Problem description - Set down the entries once more, exactly as given.

Data -
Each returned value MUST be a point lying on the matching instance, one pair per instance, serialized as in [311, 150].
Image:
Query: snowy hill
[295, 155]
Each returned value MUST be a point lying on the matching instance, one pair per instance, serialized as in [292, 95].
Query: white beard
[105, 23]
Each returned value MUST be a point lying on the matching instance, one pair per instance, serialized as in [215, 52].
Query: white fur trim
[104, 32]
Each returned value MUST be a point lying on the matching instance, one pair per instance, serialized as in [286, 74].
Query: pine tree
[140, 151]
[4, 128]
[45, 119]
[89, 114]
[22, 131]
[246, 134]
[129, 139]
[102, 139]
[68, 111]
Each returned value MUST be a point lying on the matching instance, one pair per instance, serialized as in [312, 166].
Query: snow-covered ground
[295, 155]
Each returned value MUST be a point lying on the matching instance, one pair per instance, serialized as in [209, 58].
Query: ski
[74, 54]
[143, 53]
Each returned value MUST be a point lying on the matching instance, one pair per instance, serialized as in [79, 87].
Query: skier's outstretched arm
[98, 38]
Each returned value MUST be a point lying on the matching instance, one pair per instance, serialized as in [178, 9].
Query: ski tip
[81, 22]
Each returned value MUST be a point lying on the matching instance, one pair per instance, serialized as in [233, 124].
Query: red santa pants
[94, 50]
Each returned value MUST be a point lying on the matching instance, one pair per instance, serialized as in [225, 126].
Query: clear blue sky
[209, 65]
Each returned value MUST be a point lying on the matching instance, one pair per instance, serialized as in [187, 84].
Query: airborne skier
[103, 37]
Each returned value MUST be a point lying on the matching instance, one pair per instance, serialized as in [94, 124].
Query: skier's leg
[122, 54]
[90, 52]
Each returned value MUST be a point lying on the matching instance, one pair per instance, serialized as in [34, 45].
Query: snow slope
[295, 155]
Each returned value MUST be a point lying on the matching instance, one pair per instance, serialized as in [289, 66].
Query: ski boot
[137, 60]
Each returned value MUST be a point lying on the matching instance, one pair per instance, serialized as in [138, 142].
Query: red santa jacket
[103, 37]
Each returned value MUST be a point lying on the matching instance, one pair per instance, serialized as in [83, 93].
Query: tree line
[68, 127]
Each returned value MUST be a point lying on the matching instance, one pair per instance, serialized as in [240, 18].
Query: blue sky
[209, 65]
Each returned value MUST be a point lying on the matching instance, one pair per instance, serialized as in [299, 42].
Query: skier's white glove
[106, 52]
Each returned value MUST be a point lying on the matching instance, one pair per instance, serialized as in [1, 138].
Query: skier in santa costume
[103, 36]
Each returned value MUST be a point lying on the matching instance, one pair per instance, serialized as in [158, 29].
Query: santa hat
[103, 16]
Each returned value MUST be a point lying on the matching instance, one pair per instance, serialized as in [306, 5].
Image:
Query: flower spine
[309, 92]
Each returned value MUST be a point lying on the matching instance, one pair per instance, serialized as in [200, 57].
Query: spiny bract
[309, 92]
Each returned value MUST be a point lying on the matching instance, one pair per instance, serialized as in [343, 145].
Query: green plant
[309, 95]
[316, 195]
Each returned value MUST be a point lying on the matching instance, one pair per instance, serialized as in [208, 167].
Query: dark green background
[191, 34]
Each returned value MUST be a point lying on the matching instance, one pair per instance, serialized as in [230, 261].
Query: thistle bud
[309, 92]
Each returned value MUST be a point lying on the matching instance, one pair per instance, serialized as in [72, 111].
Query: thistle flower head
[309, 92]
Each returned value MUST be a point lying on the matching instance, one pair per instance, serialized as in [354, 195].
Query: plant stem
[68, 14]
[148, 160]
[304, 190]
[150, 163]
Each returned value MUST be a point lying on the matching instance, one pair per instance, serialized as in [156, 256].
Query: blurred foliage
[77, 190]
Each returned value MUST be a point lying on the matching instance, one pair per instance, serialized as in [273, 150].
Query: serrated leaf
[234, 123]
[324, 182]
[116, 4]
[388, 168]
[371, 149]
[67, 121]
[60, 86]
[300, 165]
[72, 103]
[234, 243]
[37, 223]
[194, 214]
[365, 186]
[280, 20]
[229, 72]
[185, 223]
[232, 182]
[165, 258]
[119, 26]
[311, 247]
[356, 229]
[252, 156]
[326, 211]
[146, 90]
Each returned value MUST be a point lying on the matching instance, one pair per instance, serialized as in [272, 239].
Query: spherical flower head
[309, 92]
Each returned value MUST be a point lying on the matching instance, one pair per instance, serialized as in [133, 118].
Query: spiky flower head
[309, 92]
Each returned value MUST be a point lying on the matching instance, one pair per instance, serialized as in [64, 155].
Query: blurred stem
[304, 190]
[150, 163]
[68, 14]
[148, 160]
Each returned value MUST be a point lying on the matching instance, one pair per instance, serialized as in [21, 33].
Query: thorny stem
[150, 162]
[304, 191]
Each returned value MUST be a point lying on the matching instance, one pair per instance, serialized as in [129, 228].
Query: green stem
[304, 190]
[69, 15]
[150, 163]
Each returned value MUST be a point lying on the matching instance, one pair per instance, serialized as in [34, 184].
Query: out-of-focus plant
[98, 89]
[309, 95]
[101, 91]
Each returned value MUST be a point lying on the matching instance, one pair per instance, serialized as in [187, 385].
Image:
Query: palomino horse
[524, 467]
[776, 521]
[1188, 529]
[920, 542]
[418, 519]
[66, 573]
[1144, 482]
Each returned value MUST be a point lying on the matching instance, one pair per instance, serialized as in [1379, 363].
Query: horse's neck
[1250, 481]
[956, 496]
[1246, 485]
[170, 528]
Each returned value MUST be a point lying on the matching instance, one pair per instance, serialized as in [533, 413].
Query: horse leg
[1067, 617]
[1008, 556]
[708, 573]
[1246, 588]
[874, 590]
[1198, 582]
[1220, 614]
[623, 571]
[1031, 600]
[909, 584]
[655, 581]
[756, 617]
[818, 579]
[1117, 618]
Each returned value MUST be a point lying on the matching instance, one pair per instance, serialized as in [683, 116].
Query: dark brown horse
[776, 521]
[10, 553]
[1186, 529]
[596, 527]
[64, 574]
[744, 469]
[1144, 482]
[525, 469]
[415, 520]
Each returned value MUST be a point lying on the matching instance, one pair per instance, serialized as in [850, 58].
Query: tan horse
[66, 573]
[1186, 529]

Result of the task -
Each returned value MUST be a point lying on the matching instance, one pair per instance, serialized as in [311, 150].
Image:
Query: snowy hill
[295, 155]
Each returned value MUST be a point lying on the matching instance, one pair per instance, serialized as in [292, 95].
Query: white beard
[105, 23]
Each returned value MUST be a point lying on the matching instance, one pair per instance, serialized as in [215, 52].
Query: white fur trim
[104, 32]
Each returned value MUST be a point lying on the matching instance, one pair per instance, serialized as in [286, 74].
Query: pine tree
[140, 151]
[4, 128]
[45, 119]
[89, 114]
[22, 131]
[246, 134]
[129, 139]
[102, 139]
[68, 111]
Each returned value MUST be a point lying on the matching instance, one pair per instance, serialized as in [312, 166].
Query: snow-covered ground
[295, 155]
Each returned value MUST be a point lying on the matching instance, one pair per instance, serialized as in [209, 58].
Query: ski
[74, 54]
[143, 53]
Each returned value MUST be a point lying on the matching instance, one pair per instance, serialized as in [79, 87].
Query: skier's outstretched arm
[98, 38]
Each returned value MUST be a point lying on the matching instance, one pair per instance, serialized as in [178, 9].
Query: ski tip
[81, 22]
Each returned value MUST be a point lying on the matching instance, one pair per instance, serialized as in [233, 124].
Query: red santa pants
[94, 50]
Each returned value MUST be a point lying on the matching instance, one pair per instance, serialized as in [225, 126].
Query: clear blue sky
[209, 65]
Each returned value MUST be a point lying on the matching instance, one pair per instance, serialized as in [187, 84].
Query: airborne skier
[103, 37]
Each returned value MUST be a point lying on the matching instance, one pair per instance, serialized as in [94, 124].
Query: skier's leg
[122, 54]
[90, 52]
Each returned value MUST be a point lying on the matching instance, one pair per instance, serialized as in [34, 45].
Query: snow slope
[295, 155]
Each returned value MUST be a point lying on the matching instance, one pair per instance, serialized as in [289, 66].
Query: ski boot
[137, 60]
Each returned value MUST be a point lying on the matching instance, one pair per instance, serialized as in [138, 142].
Query: red santa jacket
[103, 37]
Each returned value MUST be a point lying on the matching instance, one pair per instance, serialized as in [83, 93].
Query: tree line
[68, 127]
Each returned value MUST be a point lying on the matching instance, one pair per instance, serialized as in [240, 18].
Query: blue sky
[209, 65]
Each returned value MUST be a point lying on the matching instance, one pair per instance, serialized as in [299, 42].
Query: skier's white glove
[106, 52]
Each returned value MUST be a point lying on the matching instance, one pair per instance, serialized as in [1, 138].
Query: skier in santa costume
[103, 36]
Each returned value MUST be a point lying on the matching instance, one pair per instance, serialized as in [158, 29].
Query: santa hat
[103, 16]
Each returned value MUST be a point lying on the matching instance, one pair per instance, serialized as in [306, 5].
Image:
Query: flower spine
[309, 92]
Each returned value MUST be a point lying on the matching instance, one pair per instance, serialized as in [200, 57].
Query: spiny bract
[309, 92]
Each returned value MUST be a point lying on the matching instance, one pair per instance, serialized as in [343, 145].
Query: green plant
[309, 95]
[316, 195]
Each returned value MUST be a point lying on the matching instance, one pair per instance, serialized as in [208, 167].
Query: dark green background
[191, 34]
Each returned value MUST be a point lying on the matching instance, one pair per instance, serialized as in [230, 261].
Query: thistle bud
[309, 92]
Each returned value MUST be a point lying on the matching instance, one pair per instance, serialized as in [72, 111].
Query: thistle flower head
[309, 92]
Each returned value MUST be a point lying on the matching instance, one pair per instance, serialized as in [354, 195].
Query: plant stem
[68, 14]
[148, 160]
[304, 190]
[150, 163]
Each returned value MUST be a point lying on the matching instance, one pair per instance, serialized as in [156, 256].
Query: blurred foliage
[77, 190]
Each returned value MUST be a point lying on the matching instance, one pair per instance, serialized as in [273, 150].
Query: serrated leaf
[234, 123]
[324, 182]
[116, 4]
[388, 168]
[371, 149]
[67, 121]
[60, 86]
[300, 165]
[72, 103]
[234, 243]
[37, 223]
[194, 214]
[365, 186]
[280, 20]
[229, 72]
[185, 223]
[232, 182]
[165, 258]
[119, 26]
[311, 247]
[356, 229]
[252, 156]
[326, 211]
[146, 90]
Each returned value MUST be a point lying on the matching instance, one pair per instance, serialized as in [272, 239].
Query: spherical flower head
[309, 92]
Each returned value MUST be a point lying on the matching instance, one pair per instance, serialized as in [133, 118].
Query: spiky flower head
[309, 92]
Each returned value MUST be a point lying on the matching instance, one pair per instance, serialized as in [64, 155].
Query: blurred stem
[304, 190]
[150, 163]
[68, 14]
[148, 160]
Each returned value MUST be a point lying on the matching instance, one pair per instance, serialized as in [21, 33].
Query: thorny stem
[150, 162]
[304, 191]
Each returned value MUST be a point lying on the matching instance, one pair per instance, serialized as in [129, 228].
Query: green stem
[304, 190]
[69, 15]
[150, 163]
Each returned value MUST be a point lying on the matching instance, one pair per instance, serialized as in [34, 184].
Query: out-of-focus plant
[98, 89]
[309, 95]
[101, 91]
Each returned value MUST be a point lying on the matching instance, one pair per instance, serialized as in [187, 385].
Image:
Query: palomino horse
[524, 467]
[776, 521]
[1188, 529]
[920, 542]
[418, 519]
[66, 573]
[1144, 482]
Each returned value MUST be a point lying on the matching instance, one pair per instance, serialized as in [1379, 363].
Query: horse's neck
[1250, 481]
[956, 496]
[1246, 485]
[170, 528]
Each returned value MUST be a point lying on the matching instance, one pair per instance, serialized as in [533, 413].
Query: horse leg
[1067, 617]
[1008, 556]
[708, 573]
[1246, 588]
[874, 590]
[1198, 582]
[1220, 614]
[623, 571]
[1031, 600]
[909, 584]
[655, 581]
[756, 617]
[818, 579]
[1117, 618]
Each returned value MUST be a point lying on the matching instance, one pair per instance, serialized as in [683, 116].
Query: dark brown horse
[776, 521]
[10, 553]
[1186, 529]
[596, 527]
[64, 574]
[744, 469]
[1144, 482]
[525, 469]
[415, 520]
Each returned value MUST be a point lying on the matching instance, one pair per instance, serialized as in [850, 58].
Query: tan horse
[66, 573]
[1186, 529]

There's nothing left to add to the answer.